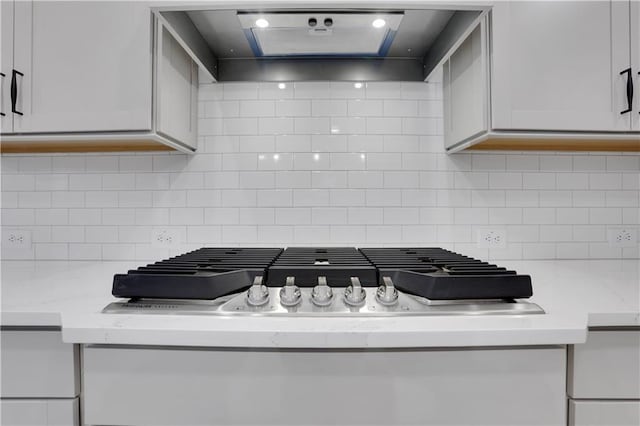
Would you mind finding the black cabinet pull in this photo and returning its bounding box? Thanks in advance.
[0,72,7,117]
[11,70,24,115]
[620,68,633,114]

# # #

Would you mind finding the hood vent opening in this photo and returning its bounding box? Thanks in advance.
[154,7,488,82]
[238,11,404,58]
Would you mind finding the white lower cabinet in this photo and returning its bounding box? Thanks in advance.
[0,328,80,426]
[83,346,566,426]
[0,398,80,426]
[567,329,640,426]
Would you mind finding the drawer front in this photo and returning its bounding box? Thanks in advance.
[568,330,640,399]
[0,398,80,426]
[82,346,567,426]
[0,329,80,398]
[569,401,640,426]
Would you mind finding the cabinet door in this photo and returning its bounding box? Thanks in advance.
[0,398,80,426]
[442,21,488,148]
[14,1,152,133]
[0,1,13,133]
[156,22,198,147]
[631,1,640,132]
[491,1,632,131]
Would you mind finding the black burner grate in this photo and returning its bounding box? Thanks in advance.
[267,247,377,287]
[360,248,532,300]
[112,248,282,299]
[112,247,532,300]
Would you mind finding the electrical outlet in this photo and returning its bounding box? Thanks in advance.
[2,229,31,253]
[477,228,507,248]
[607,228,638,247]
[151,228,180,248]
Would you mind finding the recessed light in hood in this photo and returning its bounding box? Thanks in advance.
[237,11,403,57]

# # #

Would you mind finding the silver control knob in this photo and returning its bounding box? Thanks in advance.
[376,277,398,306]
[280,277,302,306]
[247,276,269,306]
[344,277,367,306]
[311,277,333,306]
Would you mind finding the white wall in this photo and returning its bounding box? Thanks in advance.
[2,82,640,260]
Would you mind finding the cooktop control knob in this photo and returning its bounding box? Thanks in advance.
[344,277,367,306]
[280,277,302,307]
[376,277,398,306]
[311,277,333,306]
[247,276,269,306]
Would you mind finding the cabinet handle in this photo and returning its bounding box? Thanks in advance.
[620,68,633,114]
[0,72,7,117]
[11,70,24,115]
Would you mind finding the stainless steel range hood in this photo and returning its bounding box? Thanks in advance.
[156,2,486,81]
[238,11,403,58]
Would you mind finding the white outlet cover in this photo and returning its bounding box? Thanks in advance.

# # #

_TO BE DONE_
Locate every line in the records above that contains the string "outlet" and copy each of those lines in full. Treat uppercase and lowercase letters as different when matching.

_RESPONSE TO THE TASK_
Would you mind finding the electrical outlet in this photo and returning its bounding box? Thanks in advance.
Would you mind finding the white outlet cover in this photo and returning its bounding box? Thanks in advance.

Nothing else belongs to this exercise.